Write the following entries out again exactly, skipping each image.

BEGIN Data shown

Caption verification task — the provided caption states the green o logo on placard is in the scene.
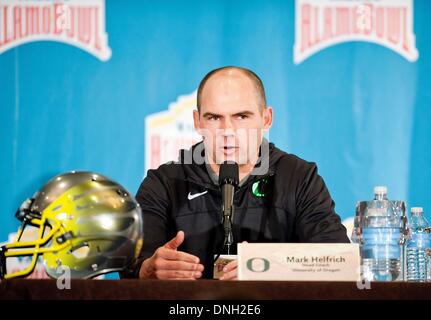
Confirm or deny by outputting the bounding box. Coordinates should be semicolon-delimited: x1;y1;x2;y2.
246;258;270;272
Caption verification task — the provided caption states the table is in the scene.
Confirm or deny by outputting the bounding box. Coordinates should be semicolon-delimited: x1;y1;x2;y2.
1;279;430;300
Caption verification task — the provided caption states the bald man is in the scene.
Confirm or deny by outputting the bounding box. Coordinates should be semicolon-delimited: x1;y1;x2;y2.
122;66;349;280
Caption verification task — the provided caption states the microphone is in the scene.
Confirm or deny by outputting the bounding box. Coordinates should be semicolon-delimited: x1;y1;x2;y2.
218;161;239;254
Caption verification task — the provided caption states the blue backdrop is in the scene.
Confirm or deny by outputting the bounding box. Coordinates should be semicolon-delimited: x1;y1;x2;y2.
1;0;430;244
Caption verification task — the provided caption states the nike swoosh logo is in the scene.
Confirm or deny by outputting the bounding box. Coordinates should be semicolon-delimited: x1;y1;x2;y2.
187;190;208;200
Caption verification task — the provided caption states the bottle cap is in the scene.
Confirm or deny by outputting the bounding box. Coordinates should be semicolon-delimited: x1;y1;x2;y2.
374;186;387;195
411;207;423;214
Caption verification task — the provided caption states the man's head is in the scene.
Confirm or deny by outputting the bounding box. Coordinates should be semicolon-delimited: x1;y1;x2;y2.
193;66;273;168
196;66;267;113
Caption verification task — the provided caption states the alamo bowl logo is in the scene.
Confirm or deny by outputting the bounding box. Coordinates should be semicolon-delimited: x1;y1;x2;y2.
0;0;111;61
294;0;419;64
145;91;201;172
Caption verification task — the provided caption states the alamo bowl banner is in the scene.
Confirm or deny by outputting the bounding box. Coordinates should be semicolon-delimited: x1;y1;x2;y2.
0;0;430;278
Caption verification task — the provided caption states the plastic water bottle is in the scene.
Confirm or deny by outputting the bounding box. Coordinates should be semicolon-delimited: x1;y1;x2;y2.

END Data shown

### Solution to this problem:
Caption verification task — the provided caption states the green o logo on placard is in the scene.
Confirm or deny by outputting the bounding box. Coordinates should be semicolon-delimited: x1;y1;x2;y2.
246;258;270;272
Caption verification task — the provided caption states the table is in the scene.
Confirm or deny by outputting the bounding box. Coordinates should be semicolon-delimited: x1;y1;x2;y2.
1;279;430;300
Caption verification task — the provided caption states the bald man is in the scene.
Confirm or deny by outputting the bounding box. Coordinates should be semicolon-delimited: x1;y1;x2;y2.
122;66;349;280
Caption verification task — the provided caption states the microphone is in the scene.
Confirm or deny by outputting the bounding box. Coordinates should be semicolon-delimited: x1;y1;x2;y2.
218;161;239;254
Caption verification task — the provided caption states the blue backdrop is in the scene.
Confirm or deny by outputting the bounding box. Coordinates should be semicolon-delimited: x1;y1;x2;y2.
1;0;430;244
Caption verification task — the provided caption states the nike swoosh logo is in the scene.
Confirm or deny by outputting the bounding box. Coordinates should be semicolon-delimited: x1;y1;x2;y2.
187;190;208;200
Caption verification task — the provided caption states the bottle cap is in the scene.
Confirm or deny by outputting the bounding box. Coordinates should be semicolon-delimited: x1;y1;x2;y2.
374;186;387;195
411;207;423;214
Caption verification task — the provided caption states the man's head is in the scene.
Confirm or deny by outputting the bounding box. Coordinates should be semicolon-delimited: x1;y1;x2;y2.
193;66;273;168
196;66;267;113
Caption verification task — the provided caption states the alamo bowl logo is in the scene.
Confirm or deny by outputting the bounding box. Coordinates should be semicolon-delimited: x1;y1;x2;y2.
0;0;111;61
294;0;419;64
145;91;201;172
Caption verification task — the provided caption states the alamo bowl banner is in the scene.
Confirm or deny by outputting the bounding box. Coordinates should be semicolon-delimited: x1;y1;x2;y2.
0;0;430;278
Caption verification task — the provided caption states the plastic water bottle is in the scene.
Confirm or deny by outputting the bounding box. Coordinates should be semicolon-delimited: x1;y1;x2;y2.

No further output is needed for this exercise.